__BRIEF__. The response must contain all of the entries, each one repeated exactly.

__DATA SECTION__.
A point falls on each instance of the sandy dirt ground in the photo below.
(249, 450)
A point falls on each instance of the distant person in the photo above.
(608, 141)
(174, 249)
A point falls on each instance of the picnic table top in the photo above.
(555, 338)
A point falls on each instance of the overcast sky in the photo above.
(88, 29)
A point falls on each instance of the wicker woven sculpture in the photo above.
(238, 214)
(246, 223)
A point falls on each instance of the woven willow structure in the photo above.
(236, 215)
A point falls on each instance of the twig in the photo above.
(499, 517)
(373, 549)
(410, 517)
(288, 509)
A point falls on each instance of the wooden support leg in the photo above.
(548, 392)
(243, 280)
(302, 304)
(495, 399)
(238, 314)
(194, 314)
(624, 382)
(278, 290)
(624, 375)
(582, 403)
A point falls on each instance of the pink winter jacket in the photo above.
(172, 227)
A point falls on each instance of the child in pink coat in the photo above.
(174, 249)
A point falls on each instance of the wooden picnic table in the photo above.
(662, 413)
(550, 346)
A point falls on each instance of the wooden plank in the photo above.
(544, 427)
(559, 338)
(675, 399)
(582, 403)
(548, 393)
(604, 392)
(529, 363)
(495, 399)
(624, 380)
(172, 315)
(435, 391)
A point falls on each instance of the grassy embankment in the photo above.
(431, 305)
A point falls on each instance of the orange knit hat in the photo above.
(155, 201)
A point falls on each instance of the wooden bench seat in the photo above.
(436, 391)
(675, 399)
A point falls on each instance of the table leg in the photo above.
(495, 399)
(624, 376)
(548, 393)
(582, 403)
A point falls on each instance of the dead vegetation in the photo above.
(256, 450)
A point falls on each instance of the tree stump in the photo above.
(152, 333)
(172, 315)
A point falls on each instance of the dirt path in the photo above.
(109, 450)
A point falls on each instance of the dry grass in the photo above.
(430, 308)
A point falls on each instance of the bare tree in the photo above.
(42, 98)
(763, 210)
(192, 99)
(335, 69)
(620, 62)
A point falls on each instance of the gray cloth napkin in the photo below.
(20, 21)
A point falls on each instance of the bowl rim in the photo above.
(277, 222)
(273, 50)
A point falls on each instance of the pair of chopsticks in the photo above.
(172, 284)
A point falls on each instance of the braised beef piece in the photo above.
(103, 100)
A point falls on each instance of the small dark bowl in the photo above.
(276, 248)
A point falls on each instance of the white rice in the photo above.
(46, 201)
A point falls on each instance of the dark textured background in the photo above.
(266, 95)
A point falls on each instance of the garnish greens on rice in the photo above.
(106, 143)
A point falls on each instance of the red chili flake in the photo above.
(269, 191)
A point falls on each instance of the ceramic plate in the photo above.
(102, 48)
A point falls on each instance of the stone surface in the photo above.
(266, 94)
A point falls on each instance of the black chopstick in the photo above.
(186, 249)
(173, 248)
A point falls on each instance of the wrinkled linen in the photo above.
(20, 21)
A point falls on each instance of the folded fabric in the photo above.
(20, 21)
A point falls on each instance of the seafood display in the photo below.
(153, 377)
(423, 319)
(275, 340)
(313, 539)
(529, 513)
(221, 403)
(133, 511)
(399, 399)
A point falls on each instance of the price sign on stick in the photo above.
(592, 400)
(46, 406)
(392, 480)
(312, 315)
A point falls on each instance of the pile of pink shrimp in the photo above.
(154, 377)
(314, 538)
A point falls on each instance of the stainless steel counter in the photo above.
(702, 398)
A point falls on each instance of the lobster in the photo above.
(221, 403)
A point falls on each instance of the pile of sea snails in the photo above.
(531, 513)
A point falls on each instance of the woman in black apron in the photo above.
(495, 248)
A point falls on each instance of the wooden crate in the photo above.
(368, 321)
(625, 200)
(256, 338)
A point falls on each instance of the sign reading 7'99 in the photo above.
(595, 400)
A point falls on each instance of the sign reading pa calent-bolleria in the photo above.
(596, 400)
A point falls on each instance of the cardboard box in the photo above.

__ANSWER TO THIS TASK__.
A point falls on each instance of the sandy dirt ground in the photo below.
(249, 450)
A point falls on each instance of the distant person in the photo above.
(608, 141)
(174, 249)
A point falls on each instance of the picnic table top in the photo above.
(555, 338)
A point falls on each instance of the overcast sky in the photo above.
(88, 29)
A point falls on each instance of the wicker woven sculpture in the photo above.
(238, 214)
(246, 223)
A point falls on each instance of the woven willow structure in the photo above.
(236, 215)
A point falls on each instance of the twig in the photo above.
(499, 517)
(373, 549)
(410, 517)
(288, 509)
A point falls on each instance of the wooden support leg in the photo above.
(548, 392)
(243, 280)
(302, 304)
(495, 399)
(238, 314)
(194, 314)
(624, 382)
(278, 290)
(624, 375)
(582, 403)
A point falls on each instance of the pink winter jacket in the photo above.
(172, 227)
A point falls on each instance of the child in pink coat in the photo above.
(174, 249)
A point falls on each instance of the wooden picnic table in the photo above.
(662, 413)
(550, 346)
A point falls on each instance of the wooden plank in the photo above.
(544, 427)
(559, 338)
(675, 399)
(582, 403)
(548, 393)
(604, 392)
(529, 363)
(495, 399)
(624, 380)
(172, 315)
(435, 391)
A point falls on each instance of the grassy embankment in the photo above.
(431, 305)
A point falls on each instance of the orange knit hat in the photo above.
(155, 201)
A point falls on each instance of the wooden bench seat in the photo above.
(436, 391)
(675, 399)
A point falls on each instance of the table leg in the photo above.
(495, 399)
(624, 376)
(548, 393)
(582, 403)
A point falls on each instance of the dead vegetation in the photo above.
(256, 450)
A point falls on each instance of the tree stump in the photo above.
(152, 333)
(172, 315)
A point falls on each instance of the dirt path in the photo above.
(109, 450)
A point falls on each instance of the dry grass in the photo above.
(430, 308)
A point falls on each instance of the bare tree in the photo above.
(42, 98)
(763, 210)
(192, 99)
(335, 69)
(620, 62)
A point falls on each instance of the gray cloth napkin in the photo below.
(20, 21)
A point falls on each instance of the bowl rim in the photo above.
(277, 222)
(273, 50)
A point falls on each instance of the pair of chopsticks in the photo above.
(172, 284)
A point falls on each instance of the braised beef piece in the photo above.
(103, 100)
A point falls on each instance of the small dark bowl in the photo above.
(276, 248)
A point falls on each instance of the white rice in the photo above.
(46, 201)
A point falls on each instance of the dark textured background in the photo above.
(266, 95)
A point falls on each instance of the garnish greens on rice in the photo above.
(106, 143)
A point falls on each instance of the red chili flake in the photo above.
(269, 191)
A point falls on each instance of the ceramic plate in the photo above.
(102, 48)
A point falls on each instance of the stone surface in the photo above.
(266, 94)
A point falls on each instance of the black chopstick in the photo above.
(186, 249)
(173, 248)
A point falls on each instance of the wrinkled linen in the photo above.
(20, 21)
A point falls on each instance of the folded fabric in the photo above.
(20, 21)
A point falls on each instance of the seafood display in the photo below.
(153, 377)
(423, 319)
(275, 340)
(313, 539)
(529, 513)
(221, 403)
(133, 511)
(399, 399)
A point falls on each instance of the price sign on stick in the photo above.
(592, 400)
(46, 406)
(392, 480)
(312, 315)
A point falls on each instance of the pile of pink shrimp in the photo above.
(154, 377)
(314, 538)
A point falls on each instance of the stainless steel counter in the photo above.
(702, 398)
A point falls on each instance of the lobster in the photo above.
(221, 403)
A point falls on each instance of the pile of sea snails in the photo above.
(531, 513)
A point falls on each instance of the woman in black apron in the photo above.
(495, 248)
A point falls on each instance of the wooden crate in the photo above.
(368, 321)
(625, 200)
(256, 338)
A point falls on each instance of the sign reading 7'99 in the photo above.
(595, 400)
A point falls on each instance of the sign reading pa calent-bolleria in the photo above.
(596, 400)
A point falls on each instance of the cardboard box in the photo above.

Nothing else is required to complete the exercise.